--- RECORDS FOR THE EXERCISE Enclosed Below ---
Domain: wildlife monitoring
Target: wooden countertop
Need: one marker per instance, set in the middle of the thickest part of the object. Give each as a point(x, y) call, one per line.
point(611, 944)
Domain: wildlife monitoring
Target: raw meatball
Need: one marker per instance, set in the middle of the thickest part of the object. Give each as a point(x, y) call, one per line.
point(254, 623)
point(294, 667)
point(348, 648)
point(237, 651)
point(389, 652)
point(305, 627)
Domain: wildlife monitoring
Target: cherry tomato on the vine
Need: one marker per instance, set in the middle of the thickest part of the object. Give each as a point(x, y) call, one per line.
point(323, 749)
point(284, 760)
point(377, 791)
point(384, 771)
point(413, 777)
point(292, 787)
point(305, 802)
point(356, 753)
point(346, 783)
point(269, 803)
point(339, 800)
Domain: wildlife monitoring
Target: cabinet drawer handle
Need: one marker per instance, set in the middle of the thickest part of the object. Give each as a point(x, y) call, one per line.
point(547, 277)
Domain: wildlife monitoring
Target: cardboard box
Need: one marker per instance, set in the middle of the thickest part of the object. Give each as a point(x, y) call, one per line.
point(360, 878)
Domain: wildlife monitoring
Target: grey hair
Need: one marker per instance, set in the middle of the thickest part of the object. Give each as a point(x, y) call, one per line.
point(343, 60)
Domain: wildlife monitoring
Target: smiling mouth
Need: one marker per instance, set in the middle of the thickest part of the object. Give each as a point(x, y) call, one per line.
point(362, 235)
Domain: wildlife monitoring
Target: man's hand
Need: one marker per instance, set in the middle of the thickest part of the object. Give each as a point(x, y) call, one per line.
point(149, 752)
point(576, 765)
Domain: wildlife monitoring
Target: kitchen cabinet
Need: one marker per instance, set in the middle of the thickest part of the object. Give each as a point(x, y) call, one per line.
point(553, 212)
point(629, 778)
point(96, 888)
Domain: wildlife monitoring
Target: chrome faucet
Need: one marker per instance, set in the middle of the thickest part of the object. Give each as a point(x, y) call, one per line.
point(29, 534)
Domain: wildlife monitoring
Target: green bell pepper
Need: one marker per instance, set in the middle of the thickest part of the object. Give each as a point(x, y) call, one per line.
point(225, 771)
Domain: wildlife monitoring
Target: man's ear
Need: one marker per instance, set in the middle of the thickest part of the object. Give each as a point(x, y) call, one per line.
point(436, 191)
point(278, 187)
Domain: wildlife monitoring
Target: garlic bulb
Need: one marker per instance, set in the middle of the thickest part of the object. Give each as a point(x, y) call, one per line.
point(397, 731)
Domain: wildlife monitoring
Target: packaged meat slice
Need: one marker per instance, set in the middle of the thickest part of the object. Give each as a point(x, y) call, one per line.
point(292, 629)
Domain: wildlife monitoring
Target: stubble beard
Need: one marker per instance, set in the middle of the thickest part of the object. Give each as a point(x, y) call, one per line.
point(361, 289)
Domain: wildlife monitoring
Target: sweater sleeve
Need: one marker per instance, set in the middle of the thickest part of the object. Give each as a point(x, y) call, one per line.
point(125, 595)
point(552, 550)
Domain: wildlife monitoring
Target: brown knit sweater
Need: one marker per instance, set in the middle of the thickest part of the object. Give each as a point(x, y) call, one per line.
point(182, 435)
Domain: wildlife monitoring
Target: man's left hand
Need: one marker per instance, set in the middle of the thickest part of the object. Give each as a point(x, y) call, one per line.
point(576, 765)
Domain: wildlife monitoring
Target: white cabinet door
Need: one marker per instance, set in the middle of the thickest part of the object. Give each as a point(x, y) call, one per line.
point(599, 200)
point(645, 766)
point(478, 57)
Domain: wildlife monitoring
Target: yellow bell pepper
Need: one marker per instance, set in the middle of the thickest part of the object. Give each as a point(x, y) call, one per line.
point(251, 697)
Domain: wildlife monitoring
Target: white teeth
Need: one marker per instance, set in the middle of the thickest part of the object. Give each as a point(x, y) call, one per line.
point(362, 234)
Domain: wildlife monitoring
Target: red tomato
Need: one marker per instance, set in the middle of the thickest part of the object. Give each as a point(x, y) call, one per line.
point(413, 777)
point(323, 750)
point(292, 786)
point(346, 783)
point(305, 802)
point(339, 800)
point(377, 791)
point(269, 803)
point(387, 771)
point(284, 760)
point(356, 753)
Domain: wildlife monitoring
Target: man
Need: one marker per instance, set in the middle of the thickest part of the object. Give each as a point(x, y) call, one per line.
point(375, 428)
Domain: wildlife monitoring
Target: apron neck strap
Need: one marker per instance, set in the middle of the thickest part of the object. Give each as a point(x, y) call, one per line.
--- End of Enclosed RECORDS FOR THE EXERCISE ---
**EXERCISE:** Retype the entries above exactly as they appear.

**ANSWER:**
Domain: wildlife monitoring
Target: wooden countertop
Need: one marker per instance, set in the middle of the thickest part of the object. Give each as a point(x, y) call, one per line.
point(611, 944)
Domain: wildlife monitoring
Target: raw meatball
Need: one marker per instance, set in the middle of the thickest part of the object. Give each as a point(x, y) call, one per line.
point(254, 623)
point(294, 667)
point(348, 648)
point(237, 651)
point(389, 652)
point(305, 627)
Domain: wildlife monitoring
Target: cherry tomato on the vine
Need: one marker per instance, set in the middle of the thickest part of the object. Give each as a point(x, y) call, one per line.
point(323, 749)
point(284, 760)
point(377, 791)
point(384, 771)
point(413, 777)
point(292, 787)
point(305, 802)
point(356, 753)
point(346, 783)
point(269, 803)
point(339, 800)
Domain: wildlife monitoring
Target: cabinet drawer handle
Need: one marker per instance, set in the middle of the thickest part of the object. Give each as a point(x, y) call, one per line.
point(547, 277)
Domain: wildlife monitoring
Target: cardboard box
Need: one marker per instance, set in the middle of the thickest part of the object. Give each as a point(x, y) call, one per line.
point(360, 878)
Domain: wildlife monitoring
Target: grey hair
Need: one marker per instance, set in the middle of the thickest part of the object. Give each as a point(x, y) call, one per line.
point(343, 60)
Domain: wildlife monitoring
Target: smiling mouth
Need: one marker per instance, set in the middle of the thickest part of the object. Give each as a point(x, y) call, one per line.
point(362, 235)
Domain: wildlife monitoring
Target: man's hand
Need: one marker per instance, set in the middle of the thickest part of the object. Give each as a point(x, y) call, one per line.
point(149, 752)
point(576, 765)
Domain: wildlife monitoring
Target: kitchen cabinet
Need: one marker per instance, set in the middle of the thickest part of the object. Give each as a point(x, y) call, one per line.
point(553, 212)
point(629, 778)
point(96, 888)
Domain: wildlife monitoring
Target: chrome faucet
Need: one marker per instance, set in the middle of the thickest part of the object. Give each as a point(x, y) call, one per line.
point(29, 534)
Domain: wildlife monitoring
Target: green bell pepper
Need: one marker per instance, set in the middle of the thickest part of the object. Give each as a point(x, y) call, one per line.
point(225, 771)
Domain: wildlife monitoring
Target: man's ear
Need: one marker per instance, set in the middle of the thickest part of the object. Give each as a point(x, y) call, one per line.
point(436, 191)
point(278, 187)
Domain: wildlife monitoring
Target: garlic bulb
Need: one marker per instance, set in the middle of the thickest part of the object. Give each as a point(x, y) call, one per line.
point(397, 731)
Domain: wildlife monitoring
Target: packaged meat slice
Need: one marker per instance, set in the middle of the thickest part of the object. Give each as a point(x, y) call, one per line.
point(292, 629)
Domain: wildlife monitoring
Target: stubble beard
Need: one marker per instance, set in the middle of the thickest part of the object. Give each as a point(x, y) call, one per line.
point(361, 289)
Domain: wildlife monitoring
Target: sweater sleeve
Need: one marker per instance, set in the middle of the thickest part of the object. Give each as a point(x, y) call, one per line.
point(125, 595)
point(552, 550)
Domain: wildlife monitoring
Target: brown knit sweater
Need: one marker per instance, set in the middle of the thickest part of the object. Give each as a point(x, y) call, one per line.
point(182, 435)
Domain: wildlife monitoring
Target: man's left hand
Need: one marker per instance, set in the middle of the thickest part of the object. Give each as a point(x, y) call, one per line.
point(576, 765)
Domain: wildlife monitoring
Target: white cabinet door
Need: one marker per instance, set in the middle of the thickest part of the object. Give each as a point(x, y) call, one per line.
point(599, 200)
point(645, 766)
point(478, 57)
Domain: wildlife monitoring
Target: yellow bell pepper
Need: one marker per instance, set in the middle of the thickest part of the object. Give each as a point(x, y) call, one per line.
point(251, 697)
Domain: wildlife monitoring
Target: white teeth
Need: one marker per instance, set in the middle of the thickest part of the object. Give each as a point(x, y) call, one per line.
point(362, 234)
Domain: wildlife monitoring
Target: red tomato
Need: one marker per instance, set in the middle of the thickest part of the object. Give each as a point(x, y) call, one per line.
point(413, 777)
point(323, 750)
point(292, 786)
point(346, 783)
point(305, 802)
point(339, 800)
point(377, 791)
point(269, 803)
point(387, 771)
point(284, 760)
point(356, 753)
Domain: wildlife monitoring
Target: man
Need: one marker per instance, set in the middle of the thickest part of the object. Give each as a point(x, y) call, one per line.
point(375, 428)
Domain: wildlife monitoring
Target: apron neck strap
Need: one marker per instance, set in the middle of the thickest part of the object. Give each as a point(x, y) call, one per line.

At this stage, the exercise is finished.